Transcribe the part of the legal and regulatory update that opens with the words containing "On August 26" and closes with "in acrylamide levels.".

• PASSAGE FOR REVIEW:
↓↓↓
2010 NAFFS Yearbook

Legal/Regulatory Update
Patrick J. McNamara, Esq.
Scarinci & Hollenbeck

In June the USDA announced the United States and Canada had reached an equivalency agreement, which took effect June 30, that, if functions as designed, will create expanded market opportunities for organic producers in both nations. The agreement provides producers and processors certified to the National Organic Program Standards by USDA-accredited certifying agents do not have to become certified to the Canada Organic Product Regulation standards in order for their products to be represented as organic in Canada, and vice versa. The agreement also provides that both the Canada Organic Biologique label and the USDA Organic seal may be used on certified products from both countries. According to the Foreign Agricultural Service of the USDA, approximately 80 percent of Canada’s organic consumption comes from imports, with about 75 percent of that total originating from the United States.

On August 26 FDA published in the Federal Register a notice requesting comments, scientific data and information on acrylamide in food. Acrylamide is a chemical that can form in some foods during certain types of high-temperature cooking. FDA is seeking information on practices that manufacturers have used to reduce acrylamide in food and the reductions they have been able to achieve in acrylamide levels.
According to FDA these foods contribute the most acrylamide to the U.S. diet: French fries (restaurant prepared), French fries (oven baked), potato chips, breakfast cereals, cookies, brewed coffee, toast, pies and cakes, crackers, soft (non-toasted) bread. There is also information that has been posted on the FDA website for consumers who are looking for ways to reduce acrylamide exposure from food.
At the end of the notice in the Federal Register is a detailed appendix citing some 65 different references, many of which are devoted to scientific papers, regarding the issue of acrylamide levels in food.

Health Canada placed acrylamide onto Schedule 1 of the Canadian Environmental Protection Act of 1999 in order to minimize the public’s exposure to the chemical. Health Canada announced that it was implementing a three-pronged risk management approach to cut the exposure of Canadians to the substance. The approach includes working with the food industry to develop and implement acrylamide reduction strategies for use by food processors in the foodservice industry; to regularly update consumption advise for consumers; and coordinating risk management efforts for acrylamide in food with key international food regulatory partners.
↑↑↑
• Dataset records:
↓↓↓
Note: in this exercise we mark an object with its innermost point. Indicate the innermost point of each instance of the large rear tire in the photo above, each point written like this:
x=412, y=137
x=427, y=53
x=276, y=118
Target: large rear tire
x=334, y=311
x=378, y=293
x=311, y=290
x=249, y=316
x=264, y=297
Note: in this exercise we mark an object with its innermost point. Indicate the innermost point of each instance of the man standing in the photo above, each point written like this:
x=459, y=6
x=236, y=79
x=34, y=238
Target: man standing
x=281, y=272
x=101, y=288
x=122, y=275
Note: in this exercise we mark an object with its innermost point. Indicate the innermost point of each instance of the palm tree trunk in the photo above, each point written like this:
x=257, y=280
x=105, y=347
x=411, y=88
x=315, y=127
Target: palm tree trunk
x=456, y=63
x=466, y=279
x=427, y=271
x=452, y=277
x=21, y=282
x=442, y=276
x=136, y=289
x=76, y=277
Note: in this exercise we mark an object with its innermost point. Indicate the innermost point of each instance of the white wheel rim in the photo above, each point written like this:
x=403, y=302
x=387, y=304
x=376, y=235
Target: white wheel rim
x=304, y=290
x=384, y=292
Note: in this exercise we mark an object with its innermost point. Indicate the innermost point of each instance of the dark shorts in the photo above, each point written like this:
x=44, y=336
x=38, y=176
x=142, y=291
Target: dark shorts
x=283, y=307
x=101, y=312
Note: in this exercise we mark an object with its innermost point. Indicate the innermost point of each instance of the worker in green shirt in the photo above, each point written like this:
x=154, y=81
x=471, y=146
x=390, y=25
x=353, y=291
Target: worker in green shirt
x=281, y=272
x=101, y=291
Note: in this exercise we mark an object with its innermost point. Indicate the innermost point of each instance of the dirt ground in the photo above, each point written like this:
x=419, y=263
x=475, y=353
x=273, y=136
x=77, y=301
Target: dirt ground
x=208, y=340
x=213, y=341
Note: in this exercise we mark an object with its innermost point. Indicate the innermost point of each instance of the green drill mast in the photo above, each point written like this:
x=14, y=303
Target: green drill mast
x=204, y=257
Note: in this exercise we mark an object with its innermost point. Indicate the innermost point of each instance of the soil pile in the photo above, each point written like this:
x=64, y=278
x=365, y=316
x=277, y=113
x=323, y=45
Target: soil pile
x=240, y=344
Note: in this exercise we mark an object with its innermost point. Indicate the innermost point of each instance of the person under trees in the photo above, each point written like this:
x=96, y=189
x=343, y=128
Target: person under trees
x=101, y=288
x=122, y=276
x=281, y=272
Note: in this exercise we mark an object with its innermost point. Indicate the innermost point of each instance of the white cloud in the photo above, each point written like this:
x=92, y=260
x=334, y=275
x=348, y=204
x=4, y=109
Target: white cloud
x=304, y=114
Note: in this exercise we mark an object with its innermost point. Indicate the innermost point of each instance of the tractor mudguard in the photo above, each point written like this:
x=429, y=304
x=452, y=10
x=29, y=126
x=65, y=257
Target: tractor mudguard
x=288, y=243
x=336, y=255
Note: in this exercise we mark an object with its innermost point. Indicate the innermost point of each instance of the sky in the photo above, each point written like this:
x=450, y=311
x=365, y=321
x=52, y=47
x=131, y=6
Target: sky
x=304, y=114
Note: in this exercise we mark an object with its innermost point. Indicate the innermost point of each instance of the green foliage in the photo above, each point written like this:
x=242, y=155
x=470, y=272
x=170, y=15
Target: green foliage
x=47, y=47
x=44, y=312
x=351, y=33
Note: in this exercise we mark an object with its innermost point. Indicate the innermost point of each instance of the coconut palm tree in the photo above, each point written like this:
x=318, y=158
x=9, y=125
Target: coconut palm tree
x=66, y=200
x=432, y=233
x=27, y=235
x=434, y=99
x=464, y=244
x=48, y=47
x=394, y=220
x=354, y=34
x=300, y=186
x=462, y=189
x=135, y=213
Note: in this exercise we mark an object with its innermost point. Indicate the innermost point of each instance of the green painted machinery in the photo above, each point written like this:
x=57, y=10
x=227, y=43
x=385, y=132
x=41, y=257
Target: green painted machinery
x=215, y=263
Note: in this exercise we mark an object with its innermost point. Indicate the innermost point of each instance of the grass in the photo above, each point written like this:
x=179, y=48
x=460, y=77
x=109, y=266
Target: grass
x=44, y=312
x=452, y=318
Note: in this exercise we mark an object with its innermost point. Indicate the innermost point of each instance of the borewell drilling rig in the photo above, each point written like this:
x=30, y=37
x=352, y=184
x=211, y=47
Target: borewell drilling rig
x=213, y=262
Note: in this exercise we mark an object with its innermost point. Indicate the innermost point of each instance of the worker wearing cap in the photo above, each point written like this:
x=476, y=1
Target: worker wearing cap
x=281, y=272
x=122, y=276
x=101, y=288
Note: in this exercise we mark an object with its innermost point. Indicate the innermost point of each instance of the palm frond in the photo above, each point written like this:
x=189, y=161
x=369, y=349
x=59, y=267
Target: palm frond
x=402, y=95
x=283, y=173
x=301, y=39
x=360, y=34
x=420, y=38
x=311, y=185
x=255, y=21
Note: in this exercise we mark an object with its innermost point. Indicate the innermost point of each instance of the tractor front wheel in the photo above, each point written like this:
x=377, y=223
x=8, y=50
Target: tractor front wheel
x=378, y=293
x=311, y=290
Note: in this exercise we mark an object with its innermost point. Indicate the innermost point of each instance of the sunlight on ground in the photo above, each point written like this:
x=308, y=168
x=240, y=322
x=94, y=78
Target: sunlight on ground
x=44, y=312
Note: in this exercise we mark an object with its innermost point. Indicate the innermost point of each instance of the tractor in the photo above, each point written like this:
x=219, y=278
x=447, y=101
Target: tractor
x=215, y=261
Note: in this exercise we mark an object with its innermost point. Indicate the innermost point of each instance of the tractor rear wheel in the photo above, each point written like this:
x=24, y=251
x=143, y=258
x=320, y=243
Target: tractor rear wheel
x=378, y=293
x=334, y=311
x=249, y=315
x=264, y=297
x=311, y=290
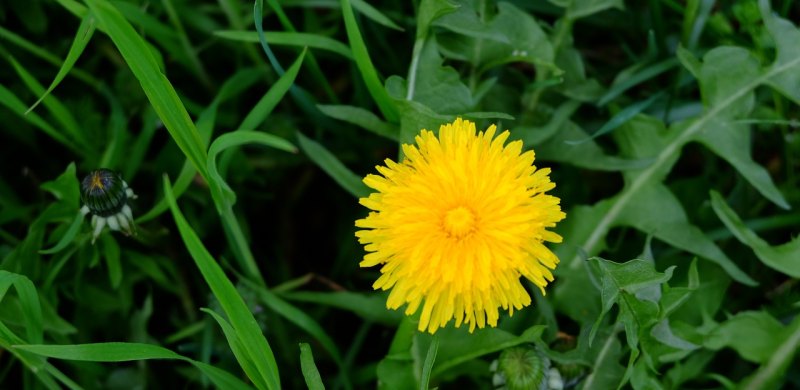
↑↑↑
• TASK SOLUTION:
On August 26 FDA published in the Federal Register a notice requesting comments, scientific data and information on acrylamide in food. Acrylamide is a chemical that can form in some foods during certain types of high-temperature cooking. FDA is seeking information on practices that manufacturers have used to reduce acrylamide in food and the reductions they have been able to achieve in acrylamide levels.